Page text:
The word “hit” is similar to “hid” (a hard “d” sounds much like the letter ”t”), and the word is curiously followed by “hisface” in the next line—the words “merged” together like the two playwrights.
That is, “He” [the engraver, but also the graver, who deals in Death] hath “hid” / “buried” his [the true Shakespeare’s / Shakespeares’] face.”
(In the case of more than one Shakespeare, the singular word, “face” would be a synecdoche, a literary figure in which a part represents the whole).
The words ”as he” are also written together, resulting in “ashe”: ”ash hath hid his face,” i.e., Death / Mourning (“Remember, man that thou art dust …”), but also Repentance / Penance (e.g., “sackcloth and ashes,” Ash Wednesday).
In addition, ashes are also used to Disguise (in 1 Kings 38, 41, for example, a prophet hides his identity by applying ashes to his eyes / face (e.g., in the Great Bible, Bishops, Geneva and King James Bibles of Shakespeare’s general timeframe. The Catholic Duoay Rheims used “dust,” and most modern translations refer to “bandages.”
Hisface; the Print would then furpaffe
would then furpaffe – vvudeurae = Edward de Vere
All, that was euer writ in braffe.
euer – ever = Vere
Incidentally, every (excuse the pun) Vere ”sighting” is usually positioned near a word with a “th” in it, which may represent the ”d” in ”de Vere” (similar sound), but I won’t insist on that too much, at this time.
But, fince he cannot, Reader, looke
But, since he cannot, Reader – ueereder = de Vere
bieereder = Derbie, Derbee = Derby
Not on his Picture, but his Booke.
Picture – ure = Vere
Reader … but his Booke – redrbibe = Derby
Derby is William Stanley’s title. Is de Vere’s title, Earl of Oxford / Oxenford, in Jonson’s poem as well? While there is no letter X in the poem, it can be transliterated based on sound, and in fact, spelling rules in tbe printing trade weren’t standardized until the mid-seventeenth century, well after the publication of the First Folio, according to the Oxford English Dictionary.

Short problem A: From the passage on Jonson's poem, copy out the stretch from "euer – ever" through "Oxford English Dictionary.".

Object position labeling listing
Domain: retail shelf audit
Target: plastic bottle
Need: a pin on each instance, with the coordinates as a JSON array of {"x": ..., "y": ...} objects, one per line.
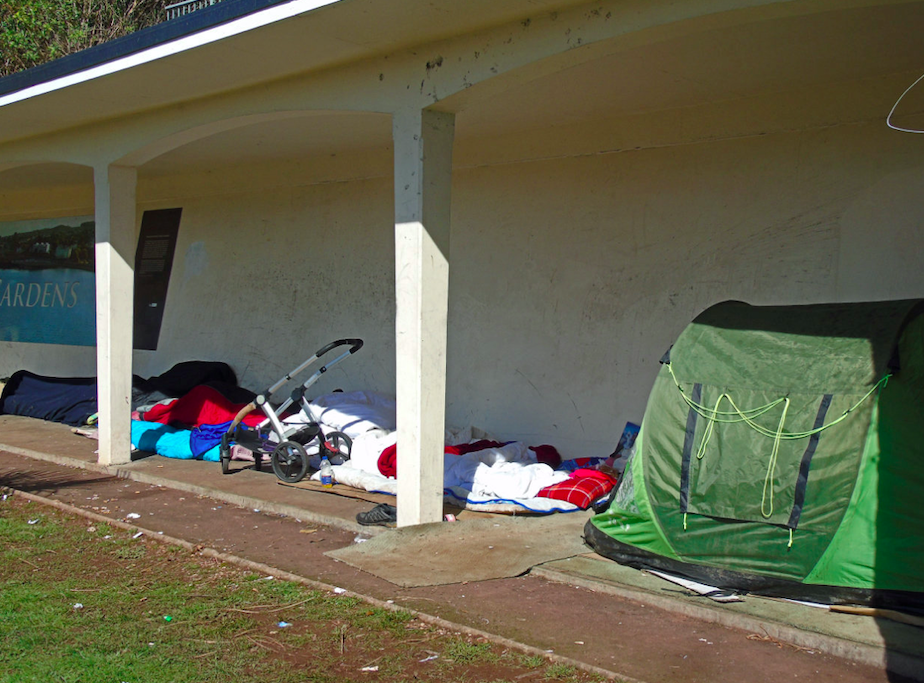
[{"x": 327, "y": 473}]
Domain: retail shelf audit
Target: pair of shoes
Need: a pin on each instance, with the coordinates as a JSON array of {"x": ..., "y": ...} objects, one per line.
[{"x": 382, "y": 514}]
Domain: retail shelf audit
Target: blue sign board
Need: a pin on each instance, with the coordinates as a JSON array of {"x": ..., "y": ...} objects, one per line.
[{"x": 48, "y": 281}]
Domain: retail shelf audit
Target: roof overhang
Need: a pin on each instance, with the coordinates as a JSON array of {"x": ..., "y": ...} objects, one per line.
[{"x": 228, "y": 46}]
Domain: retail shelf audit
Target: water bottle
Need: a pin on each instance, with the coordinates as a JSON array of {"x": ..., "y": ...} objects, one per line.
[{"x": 327, "y": 473}]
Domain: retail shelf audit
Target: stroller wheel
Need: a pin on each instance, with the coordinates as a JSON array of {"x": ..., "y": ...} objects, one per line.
[
  {"x": 289, "y": 461},
  {"x": 338, "y": 443}
]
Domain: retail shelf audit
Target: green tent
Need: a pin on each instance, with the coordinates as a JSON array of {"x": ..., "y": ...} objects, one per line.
[{"x": 782, "y": 453}]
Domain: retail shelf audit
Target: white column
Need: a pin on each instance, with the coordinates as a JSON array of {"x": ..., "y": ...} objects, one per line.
[
  {"x": 116, "y": 238},
  {"x": 423, "y": 174}
]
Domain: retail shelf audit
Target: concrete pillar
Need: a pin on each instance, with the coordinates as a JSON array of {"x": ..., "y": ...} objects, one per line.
[
  {"x": 423, "y": 175},
  {"x": 116, "y": 238}
]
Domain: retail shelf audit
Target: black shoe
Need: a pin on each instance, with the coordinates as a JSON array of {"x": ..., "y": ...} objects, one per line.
[{"x": 382, "y": 514}]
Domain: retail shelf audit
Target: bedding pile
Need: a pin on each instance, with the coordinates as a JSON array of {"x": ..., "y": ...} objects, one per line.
[
  {"x": 479, "y": 472},
  {"x": 184, "y": 413}
]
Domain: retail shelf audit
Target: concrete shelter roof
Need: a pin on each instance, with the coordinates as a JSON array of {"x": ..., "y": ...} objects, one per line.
[{"x": 231, "y": 45}]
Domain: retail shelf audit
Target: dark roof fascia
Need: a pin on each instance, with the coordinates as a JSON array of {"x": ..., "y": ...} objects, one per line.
[{"x": 165, "y": 32}]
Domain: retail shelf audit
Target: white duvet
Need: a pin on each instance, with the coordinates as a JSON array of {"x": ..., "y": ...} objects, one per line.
[{"x": 489, "y": 478}]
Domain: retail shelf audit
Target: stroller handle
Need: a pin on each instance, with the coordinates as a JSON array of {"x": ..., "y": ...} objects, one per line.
[{"x": 356, "y": 345}]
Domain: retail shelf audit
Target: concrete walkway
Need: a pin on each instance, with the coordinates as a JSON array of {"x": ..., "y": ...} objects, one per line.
[{"x": 879, "y": 643}]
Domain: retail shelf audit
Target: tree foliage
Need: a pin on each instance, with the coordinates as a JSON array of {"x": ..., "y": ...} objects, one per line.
[{"x": 36, "y": 31}]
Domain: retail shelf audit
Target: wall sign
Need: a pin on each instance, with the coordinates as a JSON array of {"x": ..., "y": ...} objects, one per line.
[
  {"x": 48, "y": 282},
  {"x": 48, "y": 279}
]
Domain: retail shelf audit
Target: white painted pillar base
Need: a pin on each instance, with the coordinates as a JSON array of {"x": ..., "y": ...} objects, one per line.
[
  {"x": 116, "y": 237},
  {"x": 423, "y": 175}
]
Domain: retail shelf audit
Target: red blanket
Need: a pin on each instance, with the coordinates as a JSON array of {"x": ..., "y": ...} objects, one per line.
[
  {"x": 583, "y": 488},
  {"x": 201, "y": 406}
]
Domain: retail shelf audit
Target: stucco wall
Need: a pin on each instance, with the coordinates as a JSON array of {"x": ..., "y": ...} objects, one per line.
[{"x": 570, "y": 276}]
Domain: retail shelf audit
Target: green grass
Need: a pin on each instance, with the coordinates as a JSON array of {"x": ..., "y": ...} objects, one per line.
[{"x": 88, "y": 602}]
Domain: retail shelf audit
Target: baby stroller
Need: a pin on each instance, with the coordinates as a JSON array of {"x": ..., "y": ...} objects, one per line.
[{"x": 288, "y": 452}]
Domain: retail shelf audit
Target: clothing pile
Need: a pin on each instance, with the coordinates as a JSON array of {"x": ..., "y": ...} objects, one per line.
[{"x": 479, "y": 471}]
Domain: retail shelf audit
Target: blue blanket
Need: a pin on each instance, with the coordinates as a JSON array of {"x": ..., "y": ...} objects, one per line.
[{"x": 154, "y": 437}]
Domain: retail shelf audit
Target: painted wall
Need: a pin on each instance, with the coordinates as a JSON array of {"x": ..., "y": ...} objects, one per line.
[{"x": 570, "y": 275}]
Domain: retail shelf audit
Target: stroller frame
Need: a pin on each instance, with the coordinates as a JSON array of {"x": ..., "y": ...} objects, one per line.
[{"x": 288, "y": 456}]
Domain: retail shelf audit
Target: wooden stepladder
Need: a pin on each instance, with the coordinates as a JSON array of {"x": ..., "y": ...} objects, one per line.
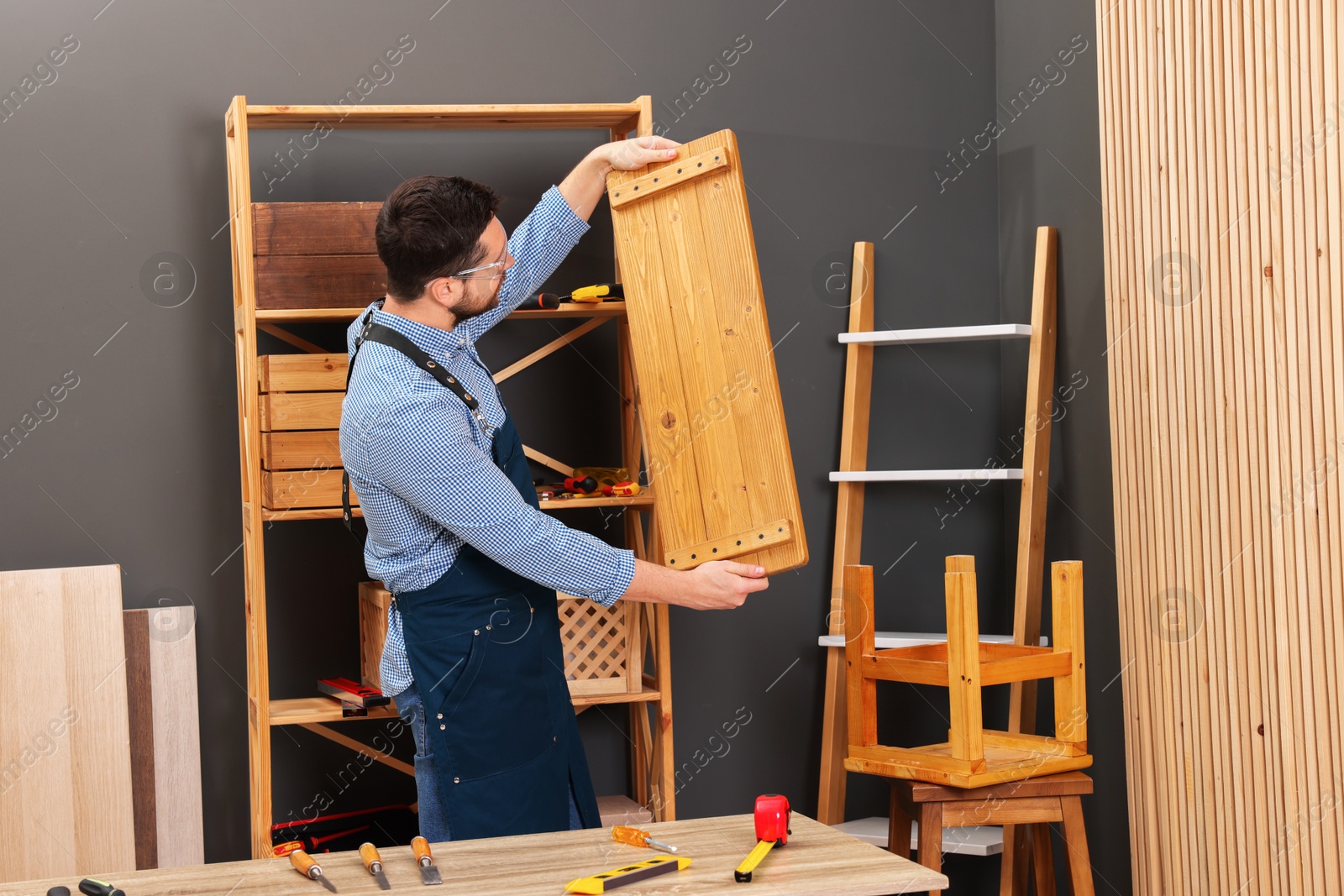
[{"x": 853, "y": 474}]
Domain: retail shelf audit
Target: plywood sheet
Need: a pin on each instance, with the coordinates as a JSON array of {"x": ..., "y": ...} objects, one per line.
[
  {"x": 65, "y": 752},
  {"x": 709, "y": 398},
  {"x": 165, "y": 736}
]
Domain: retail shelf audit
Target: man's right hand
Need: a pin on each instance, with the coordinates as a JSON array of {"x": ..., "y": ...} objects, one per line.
[{"x": 718, "y": 584}]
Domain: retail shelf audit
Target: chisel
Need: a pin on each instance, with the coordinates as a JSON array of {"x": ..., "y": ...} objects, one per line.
[
  {"x": 374, "y": 862},
  {"x": 420, "y": 848},
  {"x": 308, "y": 867}
]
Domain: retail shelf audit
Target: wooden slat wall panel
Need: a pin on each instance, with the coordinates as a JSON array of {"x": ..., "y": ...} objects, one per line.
[{"x": 1221, "y": 181}]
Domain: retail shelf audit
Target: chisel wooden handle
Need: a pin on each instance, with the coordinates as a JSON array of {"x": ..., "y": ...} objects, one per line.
[
  {"x": 304, "y": 862},
  {"x": 420, "y": 848}
]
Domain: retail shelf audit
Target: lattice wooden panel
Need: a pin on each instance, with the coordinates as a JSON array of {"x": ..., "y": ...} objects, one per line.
[{"x": 601, "y": 647}]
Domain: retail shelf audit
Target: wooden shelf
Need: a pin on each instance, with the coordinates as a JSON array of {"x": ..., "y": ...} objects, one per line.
[
  {"x": 647, "y": 694},
  {"x": 938, "y": 335},
  {"x": 342, "y": 315},
  {"x": 638, "y": 503},
  {"x": 488, "y": 117},
  {"x": 925, "y": 476},
  {"x": 315, "y": 710}
]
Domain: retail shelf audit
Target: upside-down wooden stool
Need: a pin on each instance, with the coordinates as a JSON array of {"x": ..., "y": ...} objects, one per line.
[
  {"x": 1032, "y": 804},
  {"x": 979, "y": 777}
]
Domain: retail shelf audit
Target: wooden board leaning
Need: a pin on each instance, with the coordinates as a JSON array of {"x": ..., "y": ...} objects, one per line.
[{"x": 716, "y": 441}]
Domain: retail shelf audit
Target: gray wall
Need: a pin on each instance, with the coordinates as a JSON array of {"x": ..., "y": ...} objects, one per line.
[{"x": 843, "y": 112}]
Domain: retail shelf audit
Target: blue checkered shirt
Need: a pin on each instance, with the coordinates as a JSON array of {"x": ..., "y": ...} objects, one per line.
[{"x": 423, "y": 469}]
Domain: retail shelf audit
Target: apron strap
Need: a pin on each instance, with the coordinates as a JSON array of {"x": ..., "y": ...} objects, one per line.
[{"x": 371, "y": 332}]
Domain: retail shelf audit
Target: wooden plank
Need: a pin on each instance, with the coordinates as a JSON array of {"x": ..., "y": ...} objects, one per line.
[
  {"x": 64, "y": 728},
  {"x": 300, "y": 411},
  {"x": 860, "y": 691},
  {"x": 312, "y": 488},
  {"x": 165, "y": 736},
  {"x": 1018, "y": 810},
  {"x": 302, "y": 372},
  {"x": 440, "y": 117},
  {"x": 1048, "y": 665},
  {"x": 732, "y": 546},
  {"x": 964, "y": 668},
  {"x": 702, "y": 355},
  {"x": 1035, "y": 459},
  {"x": 374, "y": 602},
  {"x": 853, "y": 456},
  {"x": 319, "y": 282},
  {"x": 300, "y": 450},
  {"x": 656, "y": 181},
  {"x": 550, "y": 348},
  {"x": 817, "y": 862},
  {"x": 315, "y": 228},
  {"x": 363, "y": 750}
]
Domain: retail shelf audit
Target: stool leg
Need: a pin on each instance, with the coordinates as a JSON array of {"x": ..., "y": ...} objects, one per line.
[
  {"x": 898, "y": 828},
  {"x": 1012, "y": 878},
  {"x": 1042, "y": 859},
  {"x": 1075, "y": 841},
  {"x": 931, "y": 839}
]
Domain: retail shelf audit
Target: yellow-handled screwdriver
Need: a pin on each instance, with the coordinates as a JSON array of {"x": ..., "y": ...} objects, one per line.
[
  {"x": 638, "y": 837},
  {"x": 308, "y": 867},
  {"x": 374, "y": 862}
]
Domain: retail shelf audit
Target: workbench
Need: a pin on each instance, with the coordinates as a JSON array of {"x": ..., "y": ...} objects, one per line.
[{"x": 817, "y": 860}]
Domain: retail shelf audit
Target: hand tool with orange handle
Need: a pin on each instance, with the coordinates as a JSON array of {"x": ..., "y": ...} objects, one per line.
[
  {"x": 308, "y": 867},
  {"x": 374, "y": 862},
  {"x": 425, "y": 859},
  {"x": 772, "y": 824},
  {"x": 636, "y": 837}
]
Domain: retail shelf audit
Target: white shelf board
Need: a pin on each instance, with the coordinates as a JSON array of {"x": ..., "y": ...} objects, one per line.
[
  {"x": 938, "y": 335},
  {"x": 889, "y": 640},
  {"x": 925, "y": 476},
  {"x": 980, "y": 840}
]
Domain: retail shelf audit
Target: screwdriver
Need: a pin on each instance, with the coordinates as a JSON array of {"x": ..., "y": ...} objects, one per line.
[
  {"x": 425, "y": 859},
  {"x": 374, "y": 862},
  {"x": 638, "y": 837},
  {"x": 308, "y": 867}
]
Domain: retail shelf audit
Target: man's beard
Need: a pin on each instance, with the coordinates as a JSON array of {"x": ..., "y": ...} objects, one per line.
[{"x": 480, "y": 308}]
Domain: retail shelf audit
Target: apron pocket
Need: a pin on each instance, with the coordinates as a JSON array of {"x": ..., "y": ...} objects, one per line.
[{"x": 497, "y": 714}]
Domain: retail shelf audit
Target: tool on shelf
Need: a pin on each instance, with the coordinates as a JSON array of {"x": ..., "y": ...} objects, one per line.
[
  {"x": 425, "y": 859},
  {"x": 548, "y": 301},
  {"x": 374, "y": 862},
  {"x": 308, "y": 867},
  {"x": 353, "y": 692},
  {"x": 772, "y": 822},
  {"x": 627, "y": 875},
  {"x": 94, "y": 887},
  {"x": 636, "y": 837}
]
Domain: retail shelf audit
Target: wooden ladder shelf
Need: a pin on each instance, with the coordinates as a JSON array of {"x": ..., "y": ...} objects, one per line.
[
  {"x": 315, "y": 262},
  {"x": 853, "y": 474}
]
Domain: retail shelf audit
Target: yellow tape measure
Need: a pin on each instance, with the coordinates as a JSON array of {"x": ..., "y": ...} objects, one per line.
[{"x": 627, "y": 875}]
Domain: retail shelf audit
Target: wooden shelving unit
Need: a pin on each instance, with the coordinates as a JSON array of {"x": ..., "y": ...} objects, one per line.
[{"x": 651, "y": 741}]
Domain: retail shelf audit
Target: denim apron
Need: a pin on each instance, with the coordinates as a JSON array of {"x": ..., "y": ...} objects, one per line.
[{"x": 484, "y": 647}]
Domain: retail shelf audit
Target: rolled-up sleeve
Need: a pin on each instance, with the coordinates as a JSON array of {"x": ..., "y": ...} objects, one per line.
[
  {"x": 538, "y": 246},
  {"x": 447, "y": 477}
]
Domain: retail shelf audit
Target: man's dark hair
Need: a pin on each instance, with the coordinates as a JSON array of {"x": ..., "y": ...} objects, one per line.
[{"x": 432, "y": 228}]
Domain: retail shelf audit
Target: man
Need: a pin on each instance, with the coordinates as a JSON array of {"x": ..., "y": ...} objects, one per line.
[{"x": 474, "y": 651}]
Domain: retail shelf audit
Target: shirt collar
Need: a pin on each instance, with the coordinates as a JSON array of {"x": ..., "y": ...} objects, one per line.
[{"x": 429, "y": 338}]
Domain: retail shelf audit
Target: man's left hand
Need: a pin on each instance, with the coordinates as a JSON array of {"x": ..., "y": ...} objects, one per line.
[{"x": 628, "y": 155}]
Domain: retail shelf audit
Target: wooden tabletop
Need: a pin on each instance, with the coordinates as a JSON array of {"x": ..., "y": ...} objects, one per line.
[{"x": 817, "y": 860}]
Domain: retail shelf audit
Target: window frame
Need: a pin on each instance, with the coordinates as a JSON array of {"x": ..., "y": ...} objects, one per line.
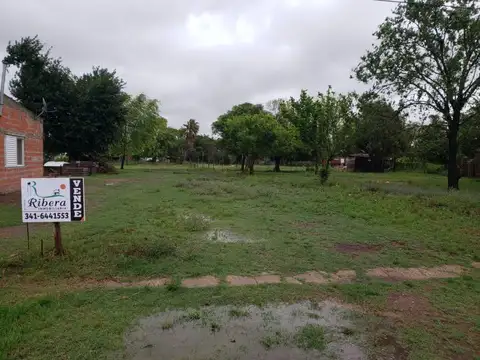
[{"x": 17, "y": 138}]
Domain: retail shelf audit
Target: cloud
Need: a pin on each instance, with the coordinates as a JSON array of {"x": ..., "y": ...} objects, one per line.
[{"x": 199, "y": 58}]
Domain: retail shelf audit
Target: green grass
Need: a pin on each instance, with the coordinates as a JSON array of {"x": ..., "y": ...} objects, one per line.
[
  {"x": 311, "y": 337},
  {"x": 155, "y": 223},
  {"x": 238, "y": 313},
  {"x": 10, "y": 215}
]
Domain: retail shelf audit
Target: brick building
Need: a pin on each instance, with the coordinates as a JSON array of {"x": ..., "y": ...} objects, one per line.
[{"x": 21, "y": 146}]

Short problem B: Pull out each line in the listing above that contains the string "roof".

Problem solution A:
euer – ever = Vere
Incidentally, every (excuse the pun) Vere ”sighting” is usually positioned near a word with a “th” in it, which may represent the ”d” in ”de Vere” (similar sound), but I won’t insist on that too much, at this time.
But, fince he cannot, Reader, looke
But, since he cannot, Reader – ueereder = de Vere
bieereder = Derbie, Derbee = Derby
Not on his Picture, but his Booke.
Picture – ure = Vere
Reader … but his Booke – redrbibe = Derby
Derby is William Stanley’s title. Is de Vere’s title, Earl of Oxford / Oxenford, in Jonson’s poem as well? While there is no letter X in the poem, it can be transliterated based on sound, and in fact, spelling rules in tbe printing trade weren’t standardized until the mid-seventeenth century, well after the publication of the First Folio, according to the Oxford English Dictionary.

Problem solution B:
Target: roof overhang
Target: concrete shelter roof
Target: dark roof fascia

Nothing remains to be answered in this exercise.